- **BRIEF**: Please reproduce the records, omitting nothing and changing nothing.

[Source data]
○ ○ ○ ○
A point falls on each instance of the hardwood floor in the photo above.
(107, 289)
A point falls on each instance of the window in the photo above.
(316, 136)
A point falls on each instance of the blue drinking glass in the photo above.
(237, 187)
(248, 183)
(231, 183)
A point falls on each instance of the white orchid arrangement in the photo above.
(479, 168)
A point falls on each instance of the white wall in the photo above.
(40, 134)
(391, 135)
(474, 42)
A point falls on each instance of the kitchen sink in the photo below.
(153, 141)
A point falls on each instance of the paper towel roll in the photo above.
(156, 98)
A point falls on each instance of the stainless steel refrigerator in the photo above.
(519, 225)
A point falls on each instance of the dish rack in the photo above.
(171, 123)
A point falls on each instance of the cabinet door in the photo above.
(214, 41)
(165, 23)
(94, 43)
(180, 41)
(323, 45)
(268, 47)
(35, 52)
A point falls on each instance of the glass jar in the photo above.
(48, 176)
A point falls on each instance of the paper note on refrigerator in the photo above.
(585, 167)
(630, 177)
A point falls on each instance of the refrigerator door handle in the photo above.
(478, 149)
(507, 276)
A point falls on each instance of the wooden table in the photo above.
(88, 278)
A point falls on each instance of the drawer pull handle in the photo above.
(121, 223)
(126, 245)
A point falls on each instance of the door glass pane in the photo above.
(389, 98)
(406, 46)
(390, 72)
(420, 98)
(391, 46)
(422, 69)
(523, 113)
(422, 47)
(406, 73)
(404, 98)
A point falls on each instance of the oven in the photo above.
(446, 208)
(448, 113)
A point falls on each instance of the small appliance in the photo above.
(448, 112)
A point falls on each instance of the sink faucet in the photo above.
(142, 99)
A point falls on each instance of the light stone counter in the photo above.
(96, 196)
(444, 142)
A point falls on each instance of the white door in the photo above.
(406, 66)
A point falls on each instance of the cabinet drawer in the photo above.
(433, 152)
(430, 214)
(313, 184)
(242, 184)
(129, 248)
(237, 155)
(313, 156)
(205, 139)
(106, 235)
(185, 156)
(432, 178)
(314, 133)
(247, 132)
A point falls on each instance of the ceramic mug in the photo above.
○ ○ ○ ○
- **SOLUTION**:
A point falls on each instance of the hardwood floor in the photo above.
(107, 289)
A point falls on each instance of the window in the photo above.
(316, 136)
A point falls on each instance of the blue drinking glass in the photo above.
(237, 187)
(248, 183)
(231, 183)
A point falls on each instance of the white orchid arrangement in the photo above.
(479, 168)
A point falls on each instance of the white wall in the photo above.
(40, 134)
(391, 135)
(474, 42)
A point falls on each instance of the kitchen sink in the photo below.
(153, 141)
A point falls on each instance of the paper towel roll in the photo above.
(156, 98)
A point falls on each instance of the stainless steel refrigerator in the photo above.
(519, 225)
A point falls on each instance of the dish rack in the photo above.
(171, 123)
A point falls on each instance of the cabinet door in the photo above.
(214, 41)
(165, 23)
(94, 43)
(180, 41)
(323, 45)
(268, 47)
(35, 52)
A point falls on each instance of the glass jar in the photo above.
(48, 176)
A point falls on each instance of the paper note on refrigerator in the photo above.
(585, 167)
(630, 177)
A point falls on each instance of the refrigerator door handle in the photo above.
(478, 149)
(507, 276)
A point falls on each instance of the wooden table in the photo above.
(88, 278)
A point falls on each instance of the drawer pull handle in the photo above.
(121, 223)
(126, 245)
A point falls on each instance of the door glass pane in the photo above.
(389, 98)
(406, 46)
(390, 72)
(420, 98)
(391, 46)
(422, 69)
(523, 113)
(422, 47)
(406, 73)
(404, 98)
A point falls on each instance of the oven in the photo above.
(446, 208)
(448, 113)
A point falls on each instance of the small appliance in the photo above.
(448, 112)
A point falls on each instance of the sink faucet in the photo above.
(142, 99)
A point falls on each instance of the light stone counter in the photo above.
(96, 196)
(444, 142)
A point falls on each instance of the white door in the photo above.
(406, 66)
A point falls on each instance of the cabinet drawer in the photo above.
(433, 152)
(430, 214)
(313, 184)
(242, 184)
(129, 248)
(237, 155)
(313, 156)
(205, 139)
(106, 235)
(185, 156)
(432, 178)
(314, 133)
(247, 132)
A point falls on each instance of the ceramic mug in the photo above.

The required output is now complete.